§ TASK GOAL: Write out exactly the lines running from the line that includes "Reviewer note: confirm that each instance of the seated woman" to the end of the data, both ends included, and nothing besides.

Part of a data file

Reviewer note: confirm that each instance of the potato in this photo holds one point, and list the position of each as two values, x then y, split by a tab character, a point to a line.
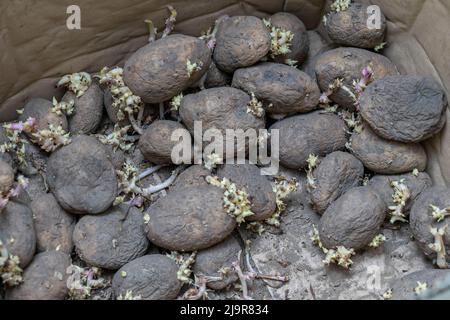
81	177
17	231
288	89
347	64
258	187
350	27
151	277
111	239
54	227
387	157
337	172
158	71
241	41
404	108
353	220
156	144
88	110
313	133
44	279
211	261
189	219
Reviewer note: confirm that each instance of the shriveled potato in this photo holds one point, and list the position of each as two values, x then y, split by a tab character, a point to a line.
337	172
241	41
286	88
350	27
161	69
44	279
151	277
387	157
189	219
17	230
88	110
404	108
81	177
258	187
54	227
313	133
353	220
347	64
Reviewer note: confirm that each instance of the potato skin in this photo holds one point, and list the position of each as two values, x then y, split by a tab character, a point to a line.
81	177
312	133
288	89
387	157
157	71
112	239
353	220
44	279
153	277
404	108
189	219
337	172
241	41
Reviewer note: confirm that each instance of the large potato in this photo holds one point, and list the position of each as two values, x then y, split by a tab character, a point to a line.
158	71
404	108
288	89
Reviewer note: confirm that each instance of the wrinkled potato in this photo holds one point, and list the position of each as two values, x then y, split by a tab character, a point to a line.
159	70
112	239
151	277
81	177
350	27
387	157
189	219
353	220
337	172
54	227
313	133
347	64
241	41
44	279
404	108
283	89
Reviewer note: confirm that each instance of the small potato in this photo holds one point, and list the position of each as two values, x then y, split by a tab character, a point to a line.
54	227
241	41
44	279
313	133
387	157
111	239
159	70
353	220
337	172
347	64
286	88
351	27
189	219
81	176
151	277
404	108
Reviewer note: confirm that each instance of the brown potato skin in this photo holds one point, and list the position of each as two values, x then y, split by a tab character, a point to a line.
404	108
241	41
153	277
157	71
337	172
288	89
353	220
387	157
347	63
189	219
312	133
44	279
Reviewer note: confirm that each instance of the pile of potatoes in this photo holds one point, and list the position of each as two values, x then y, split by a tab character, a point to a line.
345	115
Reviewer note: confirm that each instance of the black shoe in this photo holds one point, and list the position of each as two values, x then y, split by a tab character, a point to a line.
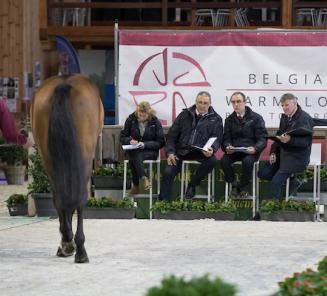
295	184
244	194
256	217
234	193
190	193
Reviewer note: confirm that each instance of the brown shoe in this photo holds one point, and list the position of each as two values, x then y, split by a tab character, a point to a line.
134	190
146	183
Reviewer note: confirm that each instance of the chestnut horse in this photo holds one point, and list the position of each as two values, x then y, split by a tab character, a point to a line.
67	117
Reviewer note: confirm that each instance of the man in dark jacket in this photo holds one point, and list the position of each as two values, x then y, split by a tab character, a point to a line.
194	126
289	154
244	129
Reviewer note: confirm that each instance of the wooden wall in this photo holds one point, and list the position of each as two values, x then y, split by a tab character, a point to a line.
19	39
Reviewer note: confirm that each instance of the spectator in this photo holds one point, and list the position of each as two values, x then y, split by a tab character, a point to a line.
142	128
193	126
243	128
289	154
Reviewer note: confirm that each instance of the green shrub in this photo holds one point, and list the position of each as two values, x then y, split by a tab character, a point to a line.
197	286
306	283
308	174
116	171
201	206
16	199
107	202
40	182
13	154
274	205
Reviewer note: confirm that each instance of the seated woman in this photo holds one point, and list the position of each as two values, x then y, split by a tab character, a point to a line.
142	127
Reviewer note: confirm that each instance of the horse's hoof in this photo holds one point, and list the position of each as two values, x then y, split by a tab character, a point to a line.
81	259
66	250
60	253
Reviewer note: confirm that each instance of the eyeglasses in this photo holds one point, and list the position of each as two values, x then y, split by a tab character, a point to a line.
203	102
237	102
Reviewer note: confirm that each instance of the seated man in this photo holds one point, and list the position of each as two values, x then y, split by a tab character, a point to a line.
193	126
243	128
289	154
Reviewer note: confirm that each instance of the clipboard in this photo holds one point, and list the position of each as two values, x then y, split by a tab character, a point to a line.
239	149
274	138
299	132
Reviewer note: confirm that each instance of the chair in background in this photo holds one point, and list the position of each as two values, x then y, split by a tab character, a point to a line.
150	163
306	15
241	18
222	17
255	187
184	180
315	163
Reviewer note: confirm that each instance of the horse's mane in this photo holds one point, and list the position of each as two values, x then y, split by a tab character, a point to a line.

§ THE SOLUTION:
Reviewer note: confirm that each instance of the seated woman in this photo holds one point, and list the position of each as two values, x then y, split by a tab character, a point to a line.
142	127
Reviewer note: confirm that each instance of the horse's hoof in this photo holds one point, and list the position of each as two values, x then y, split by a tab character, a point to a line.
81	259
66	250
60	253
Reviewer note: confirm that each instance of the eyeglasses in this photo holds one point, and list the position of each as two values, x then y, split by a tab character, a point to a line.
203	102
237	102
Reviewer note: confirm that each instance of the seated man in this photo holds one point, and list the position of each as two values, x then y, split by a tab character, a point to a line.
193	126
243	128
289	154
Reviewer note: confirm that each instance of the clipboard in this photo holds one point, and list the position of each as two values, x then y, split by a tab character, a point to a line.
239	149
274	138
299	132
Reviewer note: confirm that each instance of the chair in background in this photo holds one point, and list the position of each as two values, x then y, split by a tab character, a point to a line.
150	163
306	15
241	18
222	17
255	187
184	180
315	163
Reviewer note: confirm that each instance of the horse's mane in this photo holds one point, and list the position of each as two values, x then y, split by a tab character, a point to a line.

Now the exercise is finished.